* Records shown:
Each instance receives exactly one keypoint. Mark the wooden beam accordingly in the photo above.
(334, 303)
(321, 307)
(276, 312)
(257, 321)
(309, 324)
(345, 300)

* Task statement:
Rewrite these lines with "wooden beam" changed to "timber beam" and nothing else altered.

* Result of this exercise:
Each instance receives exactly one keypoint. Mark the timber beam accordingly in the photo above.
(334, 303)
(321, 307)
(276, 312)
(257, 321)
(309, 324)
(345, 300)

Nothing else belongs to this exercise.